## EXERCISE GOAL
Repeat all entries below exactly as shown.

======== SOURCE MATERIAL

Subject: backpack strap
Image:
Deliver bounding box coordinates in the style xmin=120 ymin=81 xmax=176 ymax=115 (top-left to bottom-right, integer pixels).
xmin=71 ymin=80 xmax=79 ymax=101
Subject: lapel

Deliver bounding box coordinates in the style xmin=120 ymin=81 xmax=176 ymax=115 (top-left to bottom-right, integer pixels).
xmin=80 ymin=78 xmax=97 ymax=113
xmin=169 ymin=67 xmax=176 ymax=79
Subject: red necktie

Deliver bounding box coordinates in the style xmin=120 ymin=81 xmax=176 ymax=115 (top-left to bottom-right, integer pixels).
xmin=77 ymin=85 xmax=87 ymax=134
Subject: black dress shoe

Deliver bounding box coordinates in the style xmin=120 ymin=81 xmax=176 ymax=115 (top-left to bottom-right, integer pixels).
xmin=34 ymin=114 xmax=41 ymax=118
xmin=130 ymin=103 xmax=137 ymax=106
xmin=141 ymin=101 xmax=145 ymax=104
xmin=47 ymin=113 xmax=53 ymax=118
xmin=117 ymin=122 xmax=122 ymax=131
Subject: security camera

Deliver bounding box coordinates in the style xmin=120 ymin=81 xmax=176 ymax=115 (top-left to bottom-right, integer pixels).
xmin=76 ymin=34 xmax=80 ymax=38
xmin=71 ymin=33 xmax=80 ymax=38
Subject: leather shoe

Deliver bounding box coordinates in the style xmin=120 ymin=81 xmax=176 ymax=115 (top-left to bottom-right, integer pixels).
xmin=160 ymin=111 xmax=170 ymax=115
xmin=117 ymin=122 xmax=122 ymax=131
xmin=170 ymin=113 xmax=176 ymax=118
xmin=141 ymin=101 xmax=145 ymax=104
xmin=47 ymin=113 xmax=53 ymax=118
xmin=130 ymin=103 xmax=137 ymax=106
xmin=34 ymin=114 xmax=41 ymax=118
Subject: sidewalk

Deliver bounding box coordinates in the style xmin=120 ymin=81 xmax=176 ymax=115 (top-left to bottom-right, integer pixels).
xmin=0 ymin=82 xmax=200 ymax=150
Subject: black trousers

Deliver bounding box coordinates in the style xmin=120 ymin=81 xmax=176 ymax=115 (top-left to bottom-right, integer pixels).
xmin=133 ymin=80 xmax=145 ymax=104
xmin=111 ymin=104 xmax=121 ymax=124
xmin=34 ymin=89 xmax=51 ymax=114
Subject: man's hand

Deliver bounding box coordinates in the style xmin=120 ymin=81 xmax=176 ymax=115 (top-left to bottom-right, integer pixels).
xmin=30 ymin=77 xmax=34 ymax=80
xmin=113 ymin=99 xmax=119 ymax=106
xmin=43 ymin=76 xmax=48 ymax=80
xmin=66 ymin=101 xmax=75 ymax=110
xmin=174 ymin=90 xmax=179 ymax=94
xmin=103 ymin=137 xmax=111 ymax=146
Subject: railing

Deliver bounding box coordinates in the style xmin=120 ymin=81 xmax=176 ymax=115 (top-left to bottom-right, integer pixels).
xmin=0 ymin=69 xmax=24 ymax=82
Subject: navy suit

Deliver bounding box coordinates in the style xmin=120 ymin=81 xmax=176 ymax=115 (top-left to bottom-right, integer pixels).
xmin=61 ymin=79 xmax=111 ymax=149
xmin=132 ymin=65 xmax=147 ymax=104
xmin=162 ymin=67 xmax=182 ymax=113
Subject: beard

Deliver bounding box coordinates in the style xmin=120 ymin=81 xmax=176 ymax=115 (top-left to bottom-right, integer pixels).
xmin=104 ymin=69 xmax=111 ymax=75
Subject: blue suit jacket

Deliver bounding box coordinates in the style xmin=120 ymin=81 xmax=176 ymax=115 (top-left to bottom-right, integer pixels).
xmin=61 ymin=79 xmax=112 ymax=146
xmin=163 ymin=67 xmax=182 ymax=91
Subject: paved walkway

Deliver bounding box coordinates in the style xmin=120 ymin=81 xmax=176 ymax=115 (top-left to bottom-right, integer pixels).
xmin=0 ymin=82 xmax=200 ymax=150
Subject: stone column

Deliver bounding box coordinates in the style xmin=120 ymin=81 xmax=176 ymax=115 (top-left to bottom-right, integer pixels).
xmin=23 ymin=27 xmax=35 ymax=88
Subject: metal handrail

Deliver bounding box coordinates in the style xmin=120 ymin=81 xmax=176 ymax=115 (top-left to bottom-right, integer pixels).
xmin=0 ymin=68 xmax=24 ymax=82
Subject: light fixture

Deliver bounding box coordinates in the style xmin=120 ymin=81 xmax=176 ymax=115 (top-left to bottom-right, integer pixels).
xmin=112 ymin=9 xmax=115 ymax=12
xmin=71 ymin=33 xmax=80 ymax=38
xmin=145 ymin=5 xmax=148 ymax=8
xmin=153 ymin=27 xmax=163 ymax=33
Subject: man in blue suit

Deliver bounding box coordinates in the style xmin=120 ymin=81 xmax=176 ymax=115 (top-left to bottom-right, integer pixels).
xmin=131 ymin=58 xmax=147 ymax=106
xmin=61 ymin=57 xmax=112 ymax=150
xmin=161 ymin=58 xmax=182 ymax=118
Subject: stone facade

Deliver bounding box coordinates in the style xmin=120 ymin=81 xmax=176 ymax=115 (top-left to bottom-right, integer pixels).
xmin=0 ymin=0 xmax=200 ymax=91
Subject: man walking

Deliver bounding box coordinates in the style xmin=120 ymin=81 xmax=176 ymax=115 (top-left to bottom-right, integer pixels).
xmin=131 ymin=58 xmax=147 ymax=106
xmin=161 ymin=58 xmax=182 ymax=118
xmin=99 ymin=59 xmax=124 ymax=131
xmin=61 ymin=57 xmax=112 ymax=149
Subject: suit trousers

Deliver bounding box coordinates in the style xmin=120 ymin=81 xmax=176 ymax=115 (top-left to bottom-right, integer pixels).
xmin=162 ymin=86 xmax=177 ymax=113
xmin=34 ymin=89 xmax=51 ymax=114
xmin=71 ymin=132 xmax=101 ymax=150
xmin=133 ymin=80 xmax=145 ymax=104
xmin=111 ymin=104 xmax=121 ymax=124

================

## FINISHED EXERCISE
Subject: backpack strap
Image:
Deliver bounding box coordinates in the style xmin=120 ymin=81 xmax=176 ymax=115 (top-left to bottom-right, integer pixels).
xmin=71 ymin=80 xmax=79 ymax=101
Subject: lapel

Deliver bounding box coordinates in the style xmin=120 ymin=81 xmax=176 ymax=115 (top-left to bottom-right, integer pixels).
xmin=80 ymin=78 xmax=97 ymax=113
xmin=169 ymin=67 xmax=176 ymax=79
Subject: red necktie

Deliver bounding box coordinates in the style xmin=120 ymin=81 xmax=176 ymax=115 (top-left to bottom-right, integer pixels).
xmin=77 ymin=85 xmax=87 ymax=134
Subject: black dress shoe

Deliver bounding box coordinates in the style xmin=120 ymin=81 xmax=176 ymax=115 (top-left to bottom-right, integer pixels).
xmin=34 ymin=114 xmax=41 ymax=118
xmin=130 ymin=103 xmax=137 ymax=106
xmin=141 ymin=101 xmax=145 ymax=104
xmin=47 ymin=113 xmax=53 ymax=118
xmin=117 ymin=122 xmax=122 ymax=131
Subject: security camera

Deliver bounding box coordinates in the style xmin=120 ymin=81 xmax=176 ymax=115 (top-left to bottom-right, integer pixels).
xmin=76 ymin=34 xmax=80 ymax=38
xmin=71 ymin=33 xmax=80 ymax=38
Subject: leather shoe

Deliver bounding box coordinates in the style xmin=120 ymin=81 xmax=176 ymax=115 (top-left to bottom-right, integer pixels).
xmin=160 ymin=111 xmax=170 ymax=115
xmin=117 ymin=122 xmax=122 ymax=131
xmin=170 ymin=113 xmax=176 ymax=118
xmin=141 ymin=101 xmax=145 ymax=104
xmin=47 ymin=113 xmax=53 ymax=118
xmin=130 ymin=103 xmax=137 ymax=106
xmin=34 ymin=114 xmax=41 ymax=118
Subject: sidewalk

Deliver bounding box coordinates in the style xmin=120 ymin=81 xmax=176 ymax=115 (top-left to bottom-right, integer pixels).
xmin=0 ymin=82 xmax=200 ymax=150
Subject: black trousers

Deliver bounding box coordinates in the style xmin=120 ymin=81 xmax=176 ymax=115 (top-left to bottom-right, integer pixels).
xmin=133 ymin=80 xmax=145 ymax=104
xmin=111 ymin=104 xmax=121 ymax=124
xmin=34 ymin=89 xmax=51 ymax=114
Subject: man's hand

Deliver bounding box coordinates in the style xmin=120 ymin=81 xmax=176 ymax=115 (top-left to bottom-right, integer pixels).
xmin=30 ymin=77 xmax=34 ymax=80
xmin=113 ymin=99 xmax=119 ymax=106
xmin=43 ymin=76 xmax=48 ymax=80
xmin=66 ymin=101 xmax=75 ymax=110
xmin=174 ymin=90 xmax=179 ymax=94
xmin=103 ymin=137 xmax=111 ymax=146
Subject: railing

Deliver bounding box coordinates in the style xmin=120 ymin=81 xmax=176 ymax=115 (top-left to bottom-right, integer pixels).
xmin=0 ymin=69 xmax=24 ymax=82
Subject: navy suit

Deliver bounding box coordinates in the style xmin=120 ymin=81 xmax=176 ymax=115 (top-left to bottom-right, integer pixels).
xmin=61 ymin=79 xmax=111 ymax=149
xmin=132 ymin=65 xmax=147 ymax=104
xmin=162 ymin=67 xmax=182 ymax=113
Subject: beard

Deliver bounding box coordinates in the style xmin=120 ymin=81 xmax=176 ymax=115 (top-left to bottom-right, integer pixels).
xmin=104 ymin=69 xmax=111 ymax=75
Subject: blue suit jacket

Deliver bounding box coordinates in the style xmin=120 ymin=81 xmax=176 ymax=115 (top-left to bottom-right, integer pixels).
xmin=61 ymin=79 xmax=112 ymax=146
xmin=163 ymin=67 xmax=182 ymax=91
Subject: paved walkway

Deliver bounding box coordinates in the style xmin=120 ymin=81 xmax=176 ymax=115 (top-left to bottom-right, integer pixels).
xmin=0 ymin=82 xmax=200 ymax=150
Subject: stone column

Deliver bounding box coordinates in the style xmin=120 ymin=81 xmax=176 ymax=115 (top-left to bottom-right, integer pixels).
xmin=23 ymin=27 xmax=35 ymax=88
Subject: metal handrail

Deliver bounding box coordinates in the style xmin=120 ymin=81 xmax=176 ymax=115 (top-left to bottom-right, integer pixels).
xmin=0 ymin=68 xmax=24 ymax=82
Subject: light fixture

Deliver bounding box coordinates in the style xmin=120 ymin=81 xmax=176 ymax=115 (top-left to bottom-right, integer pixels).
xmin=112 ymin=9 xmax=115 ymax=12
xmin=71 ymin=33 xmax=80 ymax=38
xmin=145 ymin=5 xmax=148 ymax=8
xmin=153 ymin=27 xmax=163 ymax=33
Subject: man in blue suit

Deliver bounding box coordinates in the style xmin=120 ymin=81 xmax=176 ymax=115 (top-left to bottom-right, integer pixels).
xmin=131 ymin=58 xmax=147 ymax=106
xmin=61 ymin=57 xmax=112 ymax=150
xmin=161 ymin=58 xmax=182 ymax=118
Subject: stone facade

Deliver bounding box coordinates in the style xmin=120 ymin=81 xmax=176 ymax=115 (top-left to bottom-right, integer pixels).
xmin=0 ymin=0 xmax=200 ymax=91
Subject: man walking

Deliver bounding box coordinates in the style xmin=120 ymin=81 xmax=176 ymax=115 (top-left to bottom-right, integer pixels).
xmin=131 ymin=58 xmax=147 ymax=106
xmin=161 ymin=58 xmax=182 ymax=118
xmin=99 ymin=59 xmax=124 ymax=131
xmin=61 ymin=57 xmax=112 ymax=149
Subject: suit trousers

Deliver bounding box coordinates in the style xmin=120 ymin=81 xmax=176 ymax=115 (top-left to bottom-right, integer pixels).
xmin=162 ymin=86 xmax=177 ymax=113
xmin=34 ymin=89 xmax=51 ymax=114
xmin=71 ymin=132 xmax=101 ymax=150
xmin=133 ymin=80 xmax=145 ymax=104
xmin=111 ymin=104 xmax=121 ymax=124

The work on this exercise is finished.